WORK REQUIRED:
The entries that follow include a run beginning at the line with "the metal shelving" and ending at the line with "of the anime"; restate that run word for word and leave the rest out.

%%

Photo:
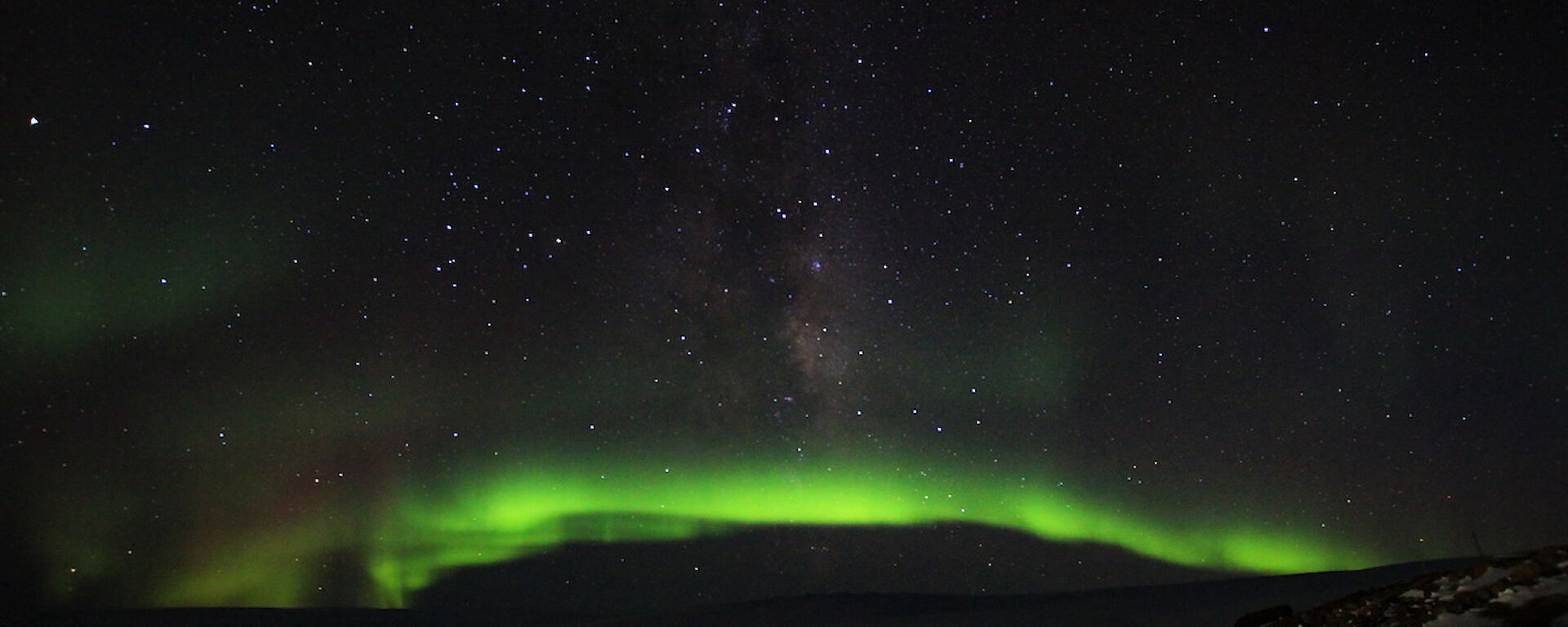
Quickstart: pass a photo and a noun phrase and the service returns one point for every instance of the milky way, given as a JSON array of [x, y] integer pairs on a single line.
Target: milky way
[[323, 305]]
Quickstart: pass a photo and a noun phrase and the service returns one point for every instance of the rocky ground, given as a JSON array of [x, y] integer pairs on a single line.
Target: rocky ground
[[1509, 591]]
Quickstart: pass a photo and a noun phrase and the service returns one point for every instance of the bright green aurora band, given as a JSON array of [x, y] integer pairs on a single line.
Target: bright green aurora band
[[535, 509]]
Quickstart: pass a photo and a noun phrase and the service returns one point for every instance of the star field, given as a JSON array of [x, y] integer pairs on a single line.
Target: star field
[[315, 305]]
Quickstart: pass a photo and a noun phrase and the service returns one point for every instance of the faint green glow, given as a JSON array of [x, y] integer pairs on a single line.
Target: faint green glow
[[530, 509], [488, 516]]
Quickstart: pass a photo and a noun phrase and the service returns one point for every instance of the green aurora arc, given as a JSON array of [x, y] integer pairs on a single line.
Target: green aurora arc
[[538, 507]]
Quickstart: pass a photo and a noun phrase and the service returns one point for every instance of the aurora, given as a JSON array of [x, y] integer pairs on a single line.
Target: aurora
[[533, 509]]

%%
%%

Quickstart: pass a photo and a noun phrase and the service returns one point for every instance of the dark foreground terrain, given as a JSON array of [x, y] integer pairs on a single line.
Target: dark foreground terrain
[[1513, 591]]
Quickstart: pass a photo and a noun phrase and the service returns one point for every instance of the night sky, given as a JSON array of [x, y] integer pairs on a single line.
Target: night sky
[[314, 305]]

%%
%%

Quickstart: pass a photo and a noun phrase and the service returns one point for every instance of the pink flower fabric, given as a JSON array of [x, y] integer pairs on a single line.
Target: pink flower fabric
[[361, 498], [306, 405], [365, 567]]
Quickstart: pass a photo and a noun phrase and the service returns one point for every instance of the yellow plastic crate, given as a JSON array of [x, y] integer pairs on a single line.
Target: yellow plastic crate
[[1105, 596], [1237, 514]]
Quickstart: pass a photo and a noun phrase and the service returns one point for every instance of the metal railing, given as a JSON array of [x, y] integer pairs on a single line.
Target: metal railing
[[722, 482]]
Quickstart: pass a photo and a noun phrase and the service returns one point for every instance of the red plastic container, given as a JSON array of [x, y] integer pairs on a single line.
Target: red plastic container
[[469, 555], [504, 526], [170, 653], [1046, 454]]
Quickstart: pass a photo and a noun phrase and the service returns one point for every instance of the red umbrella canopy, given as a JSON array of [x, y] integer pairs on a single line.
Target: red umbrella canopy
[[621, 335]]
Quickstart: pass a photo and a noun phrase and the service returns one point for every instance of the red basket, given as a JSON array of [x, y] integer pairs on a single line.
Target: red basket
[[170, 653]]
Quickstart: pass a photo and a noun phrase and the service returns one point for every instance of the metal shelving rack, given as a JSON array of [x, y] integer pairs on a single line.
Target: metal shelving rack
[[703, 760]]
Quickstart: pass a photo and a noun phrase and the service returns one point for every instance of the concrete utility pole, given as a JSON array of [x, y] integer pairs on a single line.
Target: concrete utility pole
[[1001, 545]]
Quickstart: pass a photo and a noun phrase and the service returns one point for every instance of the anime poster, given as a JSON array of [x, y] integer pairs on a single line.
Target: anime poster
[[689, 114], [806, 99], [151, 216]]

%%

WRITTEN REPLY:
Quickstart: pass a photo and a noun phrase and the service returns one point for every instance of the metal shelving rack, given as a JSON array of [x, y] integer pairs on a single line.
Target: metal shelving rack
[[703, 760]]
Quickstart: pass a photo and a noun phrase and the service returns one point for every instance of the concrete utility pole, given as a JSON array of [x, y] integer pairs on a single line.
Target: concrete utility pole
[[1001, 545]]
Quickstart: pass a photo and a noun phrase and the service returns one point for every instance of the anime poster, given as a JSON array of [x, y] integer pairs on a single line.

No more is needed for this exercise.